GIVEN TASK> Can you rewrite the entries starting at the line that contains "For the evaluation set, tag every instance of the sky" and ending at the line that contains "[[630, 204]]", both included and nothing else, scaling every point coordinate in the answers by 0.7 and rounding to whole numbers with halves going up? Reproduce the requests along with the answers, unchanged.

Stored records
☆ ☆ ☆ ☆ ☆ ☆ ☆

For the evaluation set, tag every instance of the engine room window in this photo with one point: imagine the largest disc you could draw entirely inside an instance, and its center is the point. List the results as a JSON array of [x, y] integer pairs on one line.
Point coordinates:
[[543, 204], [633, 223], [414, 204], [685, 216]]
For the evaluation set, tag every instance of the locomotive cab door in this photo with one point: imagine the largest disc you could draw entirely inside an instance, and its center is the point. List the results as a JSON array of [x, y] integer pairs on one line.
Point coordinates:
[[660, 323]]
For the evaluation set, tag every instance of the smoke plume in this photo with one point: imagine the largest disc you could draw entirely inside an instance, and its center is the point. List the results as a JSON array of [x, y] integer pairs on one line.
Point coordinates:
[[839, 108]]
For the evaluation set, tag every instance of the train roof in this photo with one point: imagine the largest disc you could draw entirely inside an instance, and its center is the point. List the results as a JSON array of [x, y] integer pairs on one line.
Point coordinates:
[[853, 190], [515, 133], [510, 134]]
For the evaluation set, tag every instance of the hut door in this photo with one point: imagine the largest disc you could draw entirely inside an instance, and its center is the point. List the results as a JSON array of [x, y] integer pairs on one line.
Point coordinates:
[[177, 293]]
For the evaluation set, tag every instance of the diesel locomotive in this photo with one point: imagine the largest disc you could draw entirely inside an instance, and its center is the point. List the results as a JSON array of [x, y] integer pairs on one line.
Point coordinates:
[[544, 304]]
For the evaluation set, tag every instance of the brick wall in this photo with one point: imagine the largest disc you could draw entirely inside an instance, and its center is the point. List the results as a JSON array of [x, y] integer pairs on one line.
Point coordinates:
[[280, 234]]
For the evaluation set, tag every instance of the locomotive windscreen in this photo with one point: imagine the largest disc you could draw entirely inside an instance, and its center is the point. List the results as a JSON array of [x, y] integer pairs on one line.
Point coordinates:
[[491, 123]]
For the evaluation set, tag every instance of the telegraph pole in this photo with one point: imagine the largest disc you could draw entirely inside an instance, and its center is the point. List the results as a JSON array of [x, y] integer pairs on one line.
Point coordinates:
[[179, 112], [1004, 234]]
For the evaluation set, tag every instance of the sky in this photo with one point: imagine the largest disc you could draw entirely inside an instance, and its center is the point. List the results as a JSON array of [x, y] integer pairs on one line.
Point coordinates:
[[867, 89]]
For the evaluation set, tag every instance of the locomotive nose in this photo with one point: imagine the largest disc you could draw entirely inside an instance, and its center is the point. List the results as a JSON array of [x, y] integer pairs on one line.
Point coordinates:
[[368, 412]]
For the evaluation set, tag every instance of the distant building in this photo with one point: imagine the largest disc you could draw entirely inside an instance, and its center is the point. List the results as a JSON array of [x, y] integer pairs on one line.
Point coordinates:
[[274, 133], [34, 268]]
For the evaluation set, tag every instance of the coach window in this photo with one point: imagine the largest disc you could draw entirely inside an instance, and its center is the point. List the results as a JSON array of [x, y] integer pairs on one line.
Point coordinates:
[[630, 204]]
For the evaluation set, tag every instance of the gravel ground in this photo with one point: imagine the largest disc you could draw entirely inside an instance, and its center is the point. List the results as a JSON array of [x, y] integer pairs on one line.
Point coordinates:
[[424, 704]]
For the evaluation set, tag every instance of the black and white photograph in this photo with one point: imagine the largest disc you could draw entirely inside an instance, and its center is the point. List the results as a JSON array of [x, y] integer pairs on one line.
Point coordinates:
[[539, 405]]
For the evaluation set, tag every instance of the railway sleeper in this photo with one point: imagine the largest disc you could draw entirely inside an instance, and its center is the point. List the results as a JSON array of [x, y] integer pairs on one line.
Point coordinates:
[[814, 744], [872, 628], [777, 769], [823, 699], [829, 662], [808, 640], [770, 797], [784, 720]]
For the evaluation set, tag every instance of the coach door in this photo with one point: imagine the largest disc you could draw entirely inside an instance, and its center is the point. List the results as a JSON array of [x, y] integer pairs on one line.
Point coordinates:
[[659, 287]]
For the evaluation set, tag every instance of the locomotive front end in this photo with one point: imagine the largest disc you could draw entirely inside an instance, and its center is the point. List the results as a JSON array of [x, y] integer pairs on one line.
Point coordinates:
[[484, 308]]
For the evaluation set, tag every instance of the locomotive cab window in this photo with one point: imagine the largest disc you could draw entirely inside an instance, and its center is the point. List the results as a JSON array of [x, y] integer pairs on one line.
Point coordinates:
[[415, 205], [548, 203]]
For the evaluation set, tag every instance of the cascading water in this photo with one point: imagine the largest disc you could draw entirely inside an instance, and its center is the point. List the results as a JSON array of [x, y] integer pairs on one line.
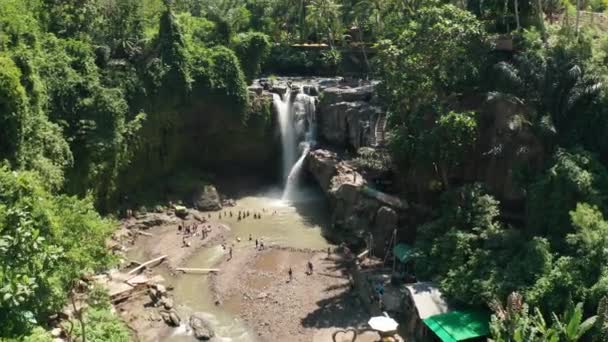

☆ ☆ ☆ ☆ ☆ ☆ ☆

THE ANSWER>
For the evaluation set, tag every instance of the sky in this photo with one point: imagine the largest disc you could draw entirely inside an instance, and its center is the point. List the results as a JSON array of [x, y] integer pairs on one line.
Point coordinates:
[[607, 62]]
For the evaluation set, tag every instance of the locomotive nose in this photo with one point: imagine the largest disc you could draw entirely inside an instance, and its center is the point. List the results as a JSON array of [x, y] integer pairs on one line.
Point coordinates:
[[258, 288]]
For the evaluation set, tag every instance of the distant building in this photo with one point: imagine the largest disc you could draw entirely inside an instance, and its center is the point. List the results as a JSON array of [x, y] integer pairs on one line.
Point coordinates:
[[192, 93], [24, 188]]
For the evaluation set, tag every instance of the coach window in this photo with one point: imagine the largest disc you could draw entirely inside an instance, and its center is the point. List the results as a JSON array of [x, y] integer pairs on one line.
Point coordinates:
[[441, 143]]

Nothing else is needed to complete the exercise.